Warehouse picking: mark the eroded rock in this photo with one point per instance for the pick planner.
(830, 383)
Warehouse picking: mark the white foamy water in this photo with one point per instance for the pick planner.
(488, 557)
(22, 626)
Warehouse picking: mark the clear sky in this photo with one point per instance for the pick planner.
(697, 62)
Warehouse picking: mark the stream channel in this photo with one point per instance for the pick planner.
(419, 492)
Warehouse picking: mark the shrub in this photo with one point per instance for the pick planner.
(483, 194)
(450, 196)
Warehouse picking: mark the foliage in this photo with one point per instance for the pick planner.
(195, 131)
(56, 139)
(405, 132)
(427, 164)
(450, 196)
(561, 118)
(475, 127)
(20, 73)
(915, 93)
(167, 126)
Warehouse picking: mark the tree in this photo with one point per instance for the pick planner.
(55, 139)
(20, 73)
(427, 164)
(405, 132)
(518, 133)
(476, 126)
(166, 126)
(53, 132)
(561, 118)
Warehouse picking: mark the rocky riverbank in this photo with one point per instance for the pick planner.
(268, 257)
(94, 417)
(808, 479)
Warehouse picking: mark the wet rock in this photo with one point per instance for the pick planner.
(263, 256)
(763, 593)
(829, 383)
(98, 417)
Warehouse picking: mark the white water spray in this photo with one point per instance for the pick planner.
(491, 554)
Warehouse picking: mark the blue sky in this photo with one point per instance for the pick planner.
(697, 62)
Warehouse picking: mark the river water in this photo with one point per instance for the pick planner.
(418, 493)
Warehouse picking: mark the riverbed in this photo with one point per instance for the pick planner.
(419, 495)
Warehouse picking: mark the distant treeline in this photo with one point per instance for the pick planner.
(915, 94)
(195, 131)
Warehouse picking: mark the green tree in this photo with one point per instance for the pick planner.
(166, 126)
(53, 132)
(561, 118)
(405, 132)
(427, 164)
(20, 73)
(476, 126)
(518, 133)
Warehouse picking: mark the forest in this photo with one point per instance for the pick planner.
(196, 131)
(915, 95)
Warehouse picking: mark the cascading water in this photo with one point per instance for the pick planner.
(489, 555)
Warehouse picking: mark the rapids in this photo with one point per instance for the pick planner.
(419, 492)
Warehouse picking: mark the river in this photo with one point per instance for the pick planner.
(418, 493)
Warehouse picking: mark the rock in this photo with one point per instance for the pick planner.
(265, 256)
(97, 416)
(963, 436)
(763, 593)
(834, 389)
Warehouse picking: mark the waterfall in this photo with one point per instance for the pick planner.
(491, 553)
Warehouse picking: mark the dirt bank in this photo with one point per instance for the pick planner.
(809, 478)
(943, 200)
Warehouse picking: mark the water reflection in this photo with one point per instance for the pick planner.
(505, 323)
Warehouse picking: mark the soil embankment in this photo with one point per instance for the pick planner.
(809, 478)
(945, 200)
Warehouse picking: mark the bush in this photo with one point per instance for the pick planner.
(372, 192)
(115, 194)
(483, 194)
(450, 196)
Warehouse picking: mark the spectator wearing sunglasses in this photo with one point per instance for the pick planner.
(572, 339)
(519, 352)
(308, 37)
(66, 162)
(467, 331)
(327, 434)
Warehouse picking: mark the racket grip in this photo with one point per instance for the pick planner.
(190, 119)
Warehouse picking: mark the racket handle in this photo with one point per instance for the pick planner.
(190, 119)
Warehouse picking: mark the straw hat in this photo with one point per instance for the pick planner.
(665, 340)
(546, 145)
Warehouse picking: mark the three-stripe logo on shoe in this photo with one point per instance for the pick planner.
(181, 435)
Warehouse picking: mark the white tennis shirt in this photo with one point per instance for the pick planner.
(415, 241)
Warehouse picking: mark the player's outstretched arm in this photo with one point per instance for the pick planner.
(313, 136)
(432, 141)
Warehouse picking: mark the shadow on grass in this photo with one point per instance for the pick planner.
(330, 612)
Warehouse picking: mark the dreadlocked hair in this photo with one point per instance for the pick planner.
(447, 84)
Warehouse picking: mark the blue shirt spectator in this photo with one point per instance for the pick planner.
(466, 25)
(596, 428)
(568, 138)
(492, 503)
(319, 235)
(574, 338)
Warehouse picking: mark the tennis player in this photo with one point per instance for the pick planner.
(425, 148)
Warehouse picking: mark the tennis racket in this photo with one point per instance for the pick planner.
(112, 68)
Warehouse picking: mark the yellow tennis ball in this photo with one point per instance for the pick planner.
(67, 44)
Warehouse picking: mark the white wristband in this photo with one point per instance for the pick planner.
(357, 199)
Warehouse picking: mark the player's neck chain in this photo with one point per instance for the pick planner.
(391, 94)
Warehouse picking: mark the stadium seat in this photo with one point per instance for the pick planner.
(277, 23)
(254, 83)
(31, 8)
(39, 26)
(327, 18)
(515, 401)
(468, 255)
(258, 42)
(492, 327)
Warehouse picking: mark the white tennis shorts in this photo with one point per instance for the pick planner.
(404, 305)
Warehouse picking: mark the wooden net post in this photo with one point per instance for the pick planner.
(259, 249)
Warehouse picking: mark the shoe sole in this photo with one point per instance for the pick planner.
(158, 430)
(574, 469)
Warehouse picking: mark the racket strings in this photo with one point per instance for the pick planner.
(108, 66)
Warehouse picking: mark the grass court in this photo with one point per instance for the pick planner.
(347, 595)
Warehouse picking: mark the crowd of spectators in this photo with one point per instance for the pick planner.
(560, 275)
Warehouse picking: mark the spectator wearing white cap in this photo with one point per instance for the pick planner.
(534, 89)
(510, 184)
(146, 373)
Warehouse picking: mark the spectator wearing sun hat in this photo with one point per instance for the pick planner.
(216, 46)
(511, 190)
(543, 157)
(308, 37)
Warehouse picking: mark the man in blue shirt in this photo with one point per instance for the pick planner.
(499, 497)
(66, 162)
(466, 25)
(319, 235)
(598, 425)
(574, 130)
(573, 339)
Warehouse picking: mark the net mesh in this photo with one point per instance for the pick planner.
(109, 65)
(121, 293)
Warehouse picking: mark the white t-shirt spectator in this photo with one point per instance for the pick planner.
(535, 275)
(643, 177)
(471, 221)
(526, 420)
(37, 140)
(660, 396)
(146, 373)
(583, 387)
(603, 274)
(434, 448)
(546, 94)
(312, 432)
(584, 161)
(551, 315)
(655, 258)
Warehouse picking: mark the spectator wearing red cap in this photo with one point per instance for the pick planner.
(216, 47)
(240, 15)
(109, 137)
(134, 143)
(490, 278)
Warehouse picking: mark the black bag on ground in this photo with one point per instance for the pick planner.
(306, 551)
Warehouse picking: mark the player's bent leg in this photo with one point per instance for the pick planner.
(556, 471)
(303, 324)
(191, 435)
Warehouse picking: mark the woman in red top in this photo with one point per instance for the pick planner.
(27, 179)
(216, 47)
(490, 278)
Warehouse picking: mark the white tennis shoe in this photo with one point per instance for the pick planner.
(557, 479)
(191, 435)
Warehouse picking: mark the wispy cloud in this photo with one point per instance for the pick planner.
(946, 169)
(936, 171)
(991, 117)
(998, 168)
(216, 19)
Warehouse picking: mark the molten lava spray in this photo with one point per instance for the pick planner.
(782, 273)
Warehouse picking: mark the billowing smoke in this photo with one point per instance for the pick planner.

..............................

- _Written exercise_
Can you rewrite all of the records above, swapping "pick planner" for "route planner" and leaving everything else untouched?

- _Response_
Warehouse picking: mark the eroded rock in this photo with one point per instance for the route planner.
(830, 383)
Warehouse picking: mark the white foamy water in this photo with one point per instance for the route planner.
(488, 557)
(22, 626)
Warehouse picking: mark the clear sky in this photo with one point per instance for the route planner.
(697, 62)
Warehouse picking: mark the stream channel in this photo with one point per instance for the route planner.
(419, 492)
Warehouse picking: mark the shrub in this photo with one point per instance for the route planner.
(483, 194)
(450, 196)
Warehouse picking: mark the foliage in this photo with one point per instance for the route planner.
(195, 131)
(56, 139)
(405, 132)
(427, 164)
(450, 196)
(561, 118)
(475, 127)
(20, 73)
(915, 93)
(167, 126)
Warehouse picking: mark the tree in this photo with one point per instance for the route planner.
(55, 139)
(20, 73)
(427, 164)
(405, 132)
(518, 133)
(476, 126)
(166, 126)
(53, 132)
(561, 118)
Warehouse picking: mark the rocky riverbank in this photo with one point per instance for the route planner.
(268, 257)
(94, 417)
(808, 479)
Warehouse picking: mark the wet rock in this photo with one point per instance for the route planner.
(263, 256)
(763, 593)
(829, 383)
(98, 417)
Warehouse picking: mark the white water spray in this photo with one point per instance for the route planner.
(491, 554)
Warehouse picking: mark the blue sky in this photo with one point per instance for the route planner.
(697, 62)
Warehouse picking: mark the river water in this photo with one point per instance for the route planner.
(418, 493)
Warehouse picking: mark the riverbed in this photo with one point per instance for the route planner.
(419, 495)
Warehouse picking: mark the distant treeline in this photo with one point per instance for the route planner.
(915, 94)
(195, 131)
Warehouse picking: mark the green tree in this photo with one point per instance for the route planner.
(166, 126)
(53, 132)
(561, 118)
(405, 132)
(427, 164)
(20, 73)
(476, 126)
(518, 133)
Warehouse picking: mark the forest in this photo with one point per instance for the route planner.
(196, 131)
(915, 95)
Warehouse picking: mark the cascading water in this photo with one point per instance for the route planner.
(489, 555)
Warehouse picking: mark the rapids in this photo with one point per instance for the route planner.
(419, 492)
Warehouse picking: mark the river in this photo with one point per instance for the route planner.
(418, 493)
Warehouse picking: mark the rock in this photo with one point per instance for the route planner.
(265, 256)
(97, 416)
(963, 436)
(763, 593)
(834, 389)
Warehouse picking: mark the waterfall in this photo with one point per instance for the route planner.
(491, 553)
Warehouse picking: mark the dirt bank in this photo with one point per instance for the route planner.
(809, 478)
(943, 200)
Warehouse picking: mark the water reflection in this photo with one point per instance for the route planner.
(505, 323)
Warehouse picking: mark the soil embankment in this photo with one point per instance for the route planner.
(809, 478)
(945, 200)
Warehouse picking: mark the bush in this photo with one point per instance for the route planner.
(372, 192)
(115, 194)
(483, 194)
(450, 196)
Warehouse picking: mark the spectator wearing sunglasses in this photo with one point per instance for the route planner.
(572, 339)
(519, 352)
(308, 37)
(66, 162)
(467, 331)
(327, 434)
Warehouse picking: mark the racket grip in this photo with one point per instance for the route planner.
(190, 119)
Warehouse picking: mark the racket handle in this photo with one point per instance for the route planner.
(190, 119)
Warehouse picking: mark the straw hat in this photo with one point per instance for the route planner.
(665, 340)
(546, 145)
Warehouse picking: mark the three-stripe logo on shoe in this photo with one point per instance for the route planner.
(181, 435)
Warehouse picking: mark the white tennis shirt in this photo with one point per instance for the route planner.
(415, 241)
Warehouse picking: mark the player's outstretched arm in this photo with one point per instance for the route planner.
(313, 136)
(432, 141)
Warehouse picking: mark the shadow on grass in this photo with one point per instance for the route planner.
(330, 612)
Warehouse picking: mark the dreadlocked hair in this photo with one point per instance for the route planner.
(447, 84)
Warehouse picking: mark the blue shirt spectator in this photo with one point per instance for the route planner.
(466, 25)
(596, 428)
(568, 138)
(492, 503)
(319, 235)
(574, 338)
Warehouse picking: mark the tennis player in this photo with one point per instance for the route planner.
(425, 148)
Warehouse picking: mark the tennis racket in this photo with one point per instance for the route planner.
(112, 68)
Warehouse picking: mark the yellow tennis ball in this photo with one point per instance for the route planner.
(67, 44)
Warehouse picking: mark the white wristband in this photo with one point per instance for the route planner.
(357, 199)
Warehouse picking: mark the player's neck chain in this photo with one point per instance for the route planner.
(391, 94)
Warehouse picking: mark the stadium seat in this photo with one point per instance for the route planner.
(277, 23)
(254, 83)
(31, 8)
(39, 26)
(327, 18)
(515, 401)
(468, 255)
(258, 42)
(492, 327)
Warehouse picking: mark the white tennis shorts in this photo with one point per instance for the route planner.
(404, 305)
Warehouse picking: mark the wooden net post in this photo with one point per instance for the route planner.
(259, 249)
Warehouse picking: mark the shoe sole in this photo with one point per instance for the route planner.
(158, 430)
(574, 469)
Warehouse picking: mark the racket strings in this photo with one point per instance for the route planner.
(108, 66)
Warehouse picking: mark the grass court in this photo with one point per instance for the route planner.
(347, 595)
Warehouse picking: mark the crowd of spectators in this photo with one point per instance for the route planner.
(560, 275)
Warehouse picking: mark the spectator wearing white cap in this photo with one point per instance for the route planner.
(534, 89)
(510, 184)
(146, 373)
Warehouse picking: mark the spectator wearing sun hat in this photo with one point per instance for the route planner.
(216, 46)
(511, 190)
(543, 157)
(308, 37)
Warehouse picking: mark the man in blue shirt in this photo with one point per instance for the route planner.
(499, 497)
(66, 162)
(466, 25)
(319, 235)
(598, 425)
(574, 130)
(573, 339)
Warehouse picking: mark the net mesh in this photo with one point per instance for the route planner.
(109, 65)
(121, 293)
Warehouse picking: mark the white t-shirt spectator in this photo with one point per instance for the route planner.
(535, 275)
(643, 177)
(471, 221)
(526, 420)
(37, 140)
(660, 396)
(146, 373)
(583, 387)
(603, 274)
(434, 448)
(546, 94)
(312, 432)
(584, 161)
(551, 315)
(655, 258)
Warehouse picking: mark the spectator wearing red cap in this photo with one point per instance for the route planner.
(216, 47)
(240, 15)
(109, 137)
(134, 143)
(490, 278)
Warehouse picking: mark the black bag on ground in this photo with one point per instance for the route planner.
(306, 551)
Warehouse picking: mark the player's bent leg in this photo with one point per instance for the route planner.
(556, 471)
(303, 324)
(191, 435)
Warehouse picking: mark the woman in red top in this photo with one point per instance for the route planner.
(27, 179)
(216, 47)
(490, 278)
Warehouse picking: mark the white tennis shoe in this photo with one point per instance for the route planner.
(557, 479)
(191, 435)
Warehouse picking: mark the wispy cloud in this photo with one point per instance for the route planner.
(946, 169)
(936, 171)
(991, 117)
(998, 168)
(216, 19)
Warehouse picking: mark the molten lava spray in this photo with one point per instance for the route planner.
(782, 273)
Warehouse picking: mark the billowing smoke in this photo with one point per instance for the route planner.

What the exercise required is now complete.